━━ Artikel ━━
May 24, 2012

Konflik PTPN II dan Masyarakat

 BINJAI-Bentrok antara warga dengan karyawan PTPN 2 di Kecamatan Kutalimbaru masih menyisakan kepanikan dan suasana mencekam. Bahkan, di beberapa kampung sekitar lokasi bentrok warganya menghilang. Mereka pergi karena takut ditangkap polisi karena terlibat dalam bentrokan dan pembakaran truk PTPN 2, Selasa (22/5) lalu.

Di lokasi bentrokan, tepatnya di Desa Salang Paku, Kecamatan Kutalimbaru, Kabupaten Deliserdang, puluhan personel kepolisian dari Polresta Medan dibantu petugas Polresta Binjai masih terlihat berjaga-jaga, Rabu (23/5). Informasi yang diterima Sumut Pos, sejumlah petugas juga melakukan penyisiran ke perkampungan warga guna mencari pelaku pembakaran mobil. Tampak sejumlah petugas berpakaian sipil terus memantau pergerakan warga di kampung tersebut.

Suasana di perkempungan pun tampak lengang. Beberapa warga hanya berkumpul di beberapa titik. Bahkan, beberapa pria terlihat serius memandangi setiap orang yang masuk ke perkampungan itu. Tatapan-tatapan curiga melihat orang asing begitu tampak. Desa Salang Paku pun berubah drastis layaknya di wilayah konflik.

Hal itupun diakui Ketua Kelompok Tani Maju Jaya, Zakaria. Menurutnya, memang sejak terjadinya bentrok dengan karyawan PTPN2 Selasa lalu, sejumlah petugas mulai melakukan penyisiran. Hal itu membuat suasana semakin mencekam dan penuh dengan kepanikan. “Tapi kami nggak tahu mereka mencari siapa,” ujarnya.

Dia menambahkan, pascabentrok sejumlah warga yang ikut terlibat dalam aksi tersebut langsung berhamburan meninggalkan lokasi bentrok. Mereka takut bakal menjadi sasaran penangkapan petugas kepolisian. “Mereka sudah pergi semua, saya nggak tahu ke mana,” ucapnya.
Ketika ditanya warga yang terlibat bentrok berasal dari mana, Zakaria mengatakan seluruh warga berasal dari kampung di sekitar lokasi. “Ya warga disini semua, kan disini ada beberapa kampung,” sebutnya.

Dia juga mengatakan, pihaknya hanya mempertahankan tanaman jagung yang ingin di okupasi pihak PTPN2. Pasalnya, lahan eks PTPN2 itu, merupakan lahan peninggalan orangtua mereka yang dikuasai PTPN2 sejak berpuluhan tahun. “Sampai kapan pun kita tetap bertahan,” urainya.
━━━
Tugas 1: Sebutkan semua nama lembaga, instansi, dan organisasi yang muncul dalam artikel mengenai konflik PTPN II dengan masyarakat.
Tugas 2: Lanjutkan artikel mengenai konflik PTPN II dengan masyarakat, dimulai setelah kalimat terakhirnya.
Baris-baris berikut tidak memiliki kaitan apa pun dengan artikel ini.
━━ Data Tersedia ━━
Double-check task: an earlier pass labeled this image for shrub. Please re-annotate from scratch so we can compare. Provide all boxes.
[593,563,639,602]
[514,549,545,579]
━━━
Jawaban Latihan 1: PTPN 2, Polresta Medan, Polresta Binjai, Sumut Pos, Kelompok Tani Maju Jaya

Jawaban Latihan 2:
Dia menceritakan, aksi penyerangan yang dilakukan warga, bukan tak beralasan. Soalnya, jika pihaknya tidak menyerang terlebih dahulu, mereka takut akan mati konyol dihajar pihak PTPN2 yang jelas menang jumlah. “Kita sudah pengalaman soal ini (penyerangan, Red), karena sebulan lalu, pihak PTPN2 juga melakukan penyerangan kepada warga saat melakukan okupasi dan menghancurkan lahan yang mereka tanami,” jelasnya.

Bahkan, Zakaria menduga, kalau pihak PTPN2 juga menyewa preman untuk memotong tanaman pisang mereka dengan kelewang. Tidak hanya itu, preman itu juga sempat melepaskan tembakan sebanyak enam kali agar warga tidak mendekat.  “Kami nggak mau mati koyol. Sebab, Kamis (19/4) lalu, mereka juga melakukan okupasi dengan mengandalkan preman. Bahkan, mereka melepaskan tembakan sebanyak 6 kali, agar warga tidak mengejar,” ungkap Zakaria.

Kejadian Selasa lalu, kata Zakaria, warga memang sudah siap menghadapi karyawan PTPN 2 yang ingin melakukan okupasi. “Kejadian kemarin juga ada premannya kok. Sebab, aku sempat melihat jika ada sekitar 25 orang preman Simalingkar, yang membawa parang ikut di dalam mobil,” timpal seorang warga bernama Iwan.

KPA: Preman Bergabung dengan Karyawan

Sementara, Humas PTPN2 Sei Semayang Eka Dama Yanti, saat dikonfirmasi mengatakan, memang pihaknya ada melakukan okupasi sebulan lalu. Namun, saat itu pihaknya menjadi korban. “Memang kita sempat melakukan okupasi sebulan lalu, tapi kita dihalangi warga saat mencabut dua batang pohon pisang,” kata Eka.

Soal penggunaan jasa preman juga menjadi catatan pihak Konsorsium Pembaruan Agraria (KPA) di Jakarta. “Informasi dari lapangan, itu para preman bayaran yang bergabung dengan karyawan,” cetus Deputi Sekretaris Jenderal KPA Iwan Nurdin kepada Sumut Pos di Jakarta, kemarin.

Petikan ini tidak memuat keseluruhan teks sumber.